▸ **Problema planteado 1**
Transcribe sin cambios el fragmento sobre la gula espiritual desde "anhela obtener seguridad, placer, satisfacer" hasta "ejercicios espirituales, etc.".

▸ **Fragmento fuente**
----------------------------------------

Hoy reflexionamos
sobre una gran tentación con la que el Diablo nos trata de embaucar a muchos cristianos
católicos: la fe de consumo o la gula espiritual.
Vivimos, consciente
o inconscientemente, en una sociedad de consumo que fomenta el hedonismo, el placer
y la satisfacción inmediata de los deseos materiales individuales.
Y, de forma
análoga, la fe de consumo busca la
satisfacción inmediata de los deseos espirituales individuales.
El “consumismo espiritual”
anhela obtener seguridad, placer, satisfacer nuestras propias necesidades y
reforzar nuestra identidad respecto a los demás, mediante el consumo compulsivo
de sacramentos, formaciones teológicas, catequesis, ejercicios espirituales, etc.
La gula espiritual,
cuando no se satisface, nos conduce a la pereza
espiritual, nos lleva a la impaciencia y a una cierta desgana hacia el
trabajo que supone nuestra propia santificación: huimos del compromiso, de la
comunidad, de la oración... y nuestra fe se convierte en un ejercicio de “cumplimiento”,
sin más.
Anteponemos el “tener al ser”, el “recibir al dar”, damos primacía a nuestro
propio individualismo egocentrista, alejándonos (consciente o inconscientemente) de nuestra
identidad natural evangelizadora y estigmatizando al que en lugar de consumir,
en lugar de recibir, quiere dar, quiere entregarse a otros.

----------------------------------------

Filas de datos de anotación de cajas

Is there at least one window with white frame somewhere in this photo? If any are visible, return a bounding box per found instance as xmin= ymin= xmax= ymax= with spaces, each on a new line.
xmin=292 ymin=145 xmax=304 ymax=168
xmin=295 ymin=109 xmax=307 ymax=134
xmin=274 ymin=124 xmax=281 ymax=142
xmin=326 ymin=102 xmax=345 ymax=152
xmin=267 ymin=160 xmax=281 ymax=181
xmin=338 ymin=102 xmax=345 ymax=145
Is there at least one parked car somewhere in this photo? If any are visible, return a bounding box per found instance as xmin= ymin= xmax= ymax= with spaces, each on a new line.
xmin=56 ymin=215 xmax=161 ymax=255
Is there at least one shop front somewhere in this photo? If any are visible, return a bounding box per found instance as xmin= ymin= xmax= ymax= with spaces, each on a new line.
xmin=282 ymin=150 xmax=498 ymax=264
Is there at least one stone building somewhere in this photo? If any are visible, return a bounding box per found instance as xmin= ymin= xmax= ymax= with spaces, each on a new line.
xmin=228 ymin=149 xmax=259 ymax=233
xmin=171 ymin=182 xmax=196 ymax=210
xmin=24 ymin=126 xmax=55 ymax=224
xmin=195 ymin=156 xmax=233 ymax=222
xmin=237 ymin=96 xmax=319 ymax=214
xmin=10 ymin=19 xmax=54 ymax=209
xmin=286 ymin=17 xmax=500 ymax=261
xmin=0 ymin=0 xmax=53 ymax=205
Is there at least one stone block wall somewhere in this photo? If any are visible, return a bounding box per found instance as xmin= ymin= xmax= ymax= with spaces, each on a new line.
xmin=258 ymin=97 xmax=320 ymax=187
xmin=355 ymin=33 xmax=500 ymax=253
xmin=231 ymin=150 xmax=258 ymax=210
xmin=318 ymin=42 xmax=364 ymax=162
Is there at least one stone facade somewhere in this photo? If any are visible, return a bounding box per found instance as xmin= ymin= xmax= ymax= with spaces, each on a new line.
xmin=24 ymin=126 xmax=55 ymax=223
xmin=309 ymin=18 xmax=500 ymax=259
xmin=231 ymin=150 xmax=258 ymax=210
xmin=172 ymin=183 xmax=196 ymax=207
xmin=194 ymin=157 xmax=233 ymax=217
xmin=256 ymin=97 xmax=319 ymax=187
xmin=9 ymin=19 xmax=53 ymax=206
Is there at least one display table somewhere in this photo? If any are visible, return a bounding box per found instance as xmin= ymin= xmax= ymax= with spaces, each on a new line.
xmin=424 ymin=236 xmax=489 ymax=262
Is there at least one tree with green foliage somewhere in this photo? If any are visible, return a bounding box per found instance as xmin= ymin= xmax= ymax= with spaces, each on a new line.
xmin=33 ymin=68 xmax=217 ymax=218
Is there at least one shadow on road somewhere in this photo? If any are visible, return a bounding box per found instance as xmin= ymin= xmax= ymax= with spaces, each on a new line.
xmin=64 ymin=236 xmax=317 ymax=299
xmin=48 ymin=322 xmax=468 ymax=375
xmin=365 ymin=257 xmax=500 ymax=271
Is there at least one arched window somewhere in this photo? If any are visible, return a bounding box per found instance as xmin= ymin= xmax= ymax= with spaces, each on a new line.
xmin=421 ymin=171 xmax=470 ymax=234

----------------------------------------

▸ **Problema planteado 2**
Extrae de los registros, sin ningún cambio, las líneas que van desde el principio hasta la línea que contiene "xmin=56 ymin=215 xmax=161 ymax=255", incluida esta.

▸ **Respuesta esperada 1**
anhela obtener seguridad, placer, satisfacer nuestras propias necesidades y
reforzar nuestra identidad respecto a los demás, mediante el consumo compulsivo
de sacramentos, formaciones teológicas, catequesis, ejercicios espirituales, etc.

▸ **Respuesta esperada 2**
Is there at least one window with white frame somewhere in this photo? If any are visible, return a bounding box per found instance as xmin= ymin= xmax= ymax= with spaces, each on a new line.
xmin=292 ymin=145 xmax=304 ymax=168
xmin=295 ymin=109 xmax=307 ymax=134
xmin=274 ymin=124 xmax=281 ymax=142
xmin=326 ymin=102 xmax=345 ymax=152
xmin=267 ymin=160 xmax=281 ymax=181
xmin=338 ymin=102 xmax=345 ymax=145
Is there at least one parked car somewhere in this photo? If any are visible, return a bounding box per found instance as xmin= ymin= xmax= ymax= with spaces, each on a new line.
xmin=56 ymin=215 xmax=161 ymax=255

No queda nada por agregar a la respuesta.